__PASSAGE__
..........

[Neon FAQ Header]

Answers to a few commonly asked questions about neon (Copyright © 1995 by Ray Koltys):

How do neon tubes light?

A tube of glass is sealed tight with electrodes at each end and a small amount of neon (or other inert gas) inside. An electric arc is struck through the tube with transformer that produces a very small amount of current at a very high voltage. The arc excites the gas molecules, causing them to emit light. For you techies, neon is typically lit with 15 to 60 milliamps at 2 to 15,000 volts, depending on the footage being lit.

How are neon tubes made?

Glass tubes, sold in four foot lengths, are bent to match a pattern by heating sections of the glass with a specially configured natural gas torch. Once the glass is in the desired shape, electrodes are welded to each end. One of the electrodes has a small tube sticking out one end, which is hooked up to a manifold with stopcocks for gas bottles, and a vacuum pump. Simultaneously the electrodes are hooked up to a large transformer. Most of the air is pumped out of the tube, and an electric arc is struck through what is left. This arc has a lot of current and heats the air up, which in turn heats the tube and cooks the impurities out of the glass so they can be sucked out by the vacuum pump. The tube is brought to the smoldering point of paper (Farenheit 451) and then allowed to cool while the tube is pumped down to a total vacuum. A small amount of neon or other gas is let in, the tube is sealed off, and it is ready to light. This entire process is known as bombarding. For the techies again, the tube is bombed with 3 to 5 amps at 12 to 15,000 volts.

How do you get the colors?

..........

__MATERIAL__

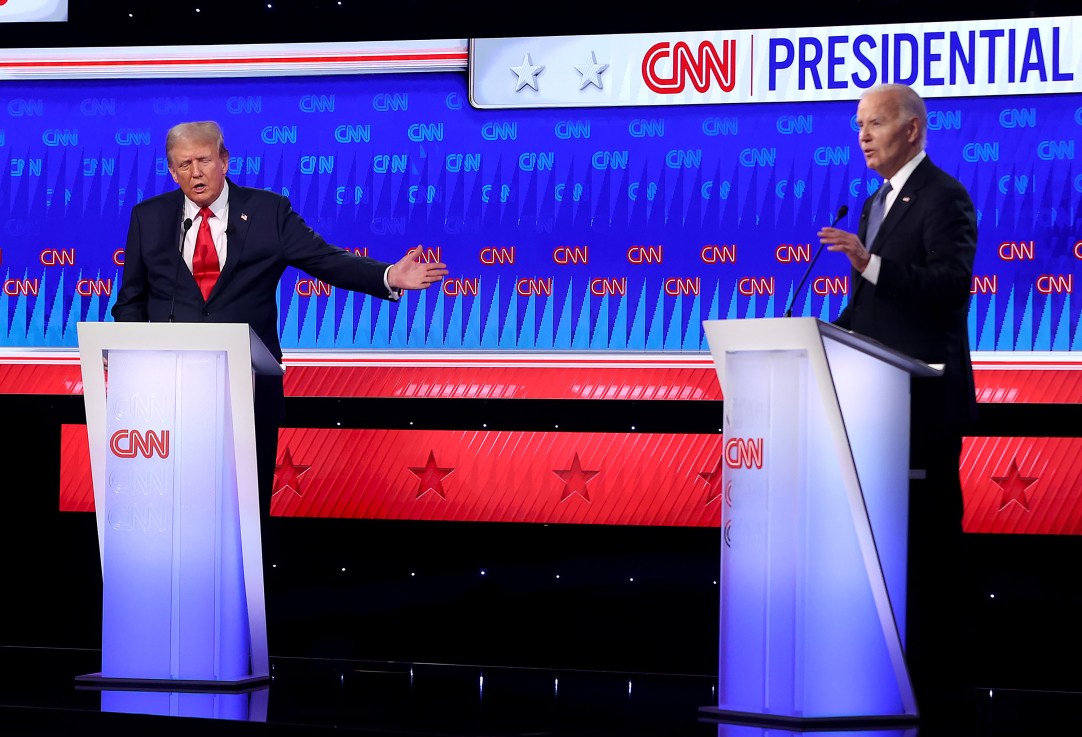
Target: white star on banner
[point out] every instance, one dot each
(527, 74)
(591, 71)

..........

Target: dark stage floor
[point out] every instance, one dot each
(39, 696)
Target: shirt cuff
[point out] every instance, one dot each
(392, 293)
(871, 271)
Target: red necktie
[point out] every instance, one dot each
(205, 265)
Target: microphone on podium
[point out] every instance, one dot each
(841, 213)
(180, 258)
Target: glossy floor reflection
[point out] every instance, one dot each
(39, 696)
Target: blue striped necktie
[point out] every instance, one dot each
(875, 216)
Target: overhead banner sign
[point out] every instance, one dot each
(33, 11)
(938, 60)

..........

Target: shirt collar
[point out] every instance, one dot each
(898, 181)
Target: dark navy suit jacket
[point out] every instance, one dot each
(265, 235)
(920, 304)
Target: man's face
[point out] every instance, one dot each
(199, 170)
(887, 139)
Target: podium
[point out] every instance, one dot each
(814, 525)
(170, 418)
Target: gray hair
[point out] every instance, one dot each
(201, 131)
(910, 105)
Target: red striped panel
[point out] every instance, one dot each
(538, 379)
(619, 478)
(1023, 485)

..........

__PROMPT__
Return the passage of the neon FAQ starting with "How do neon" and going on through "footage being lit.", copied word for word.

__EXERCISE RESULT__
How do neon tubes light?

A tube of glass is sealed tight with electrodes at each end and a small amount of neon (or other inert gas) inside. An electric arc is struck through the tube with transformer that produces a very small amount of current at a very high voltage. The arc excites the gas molecules, causing them to emit light. For you techies, neon is typically lit with 15 to 60 milliamps at 2 to 15,000 volts, depending on the footage being lit.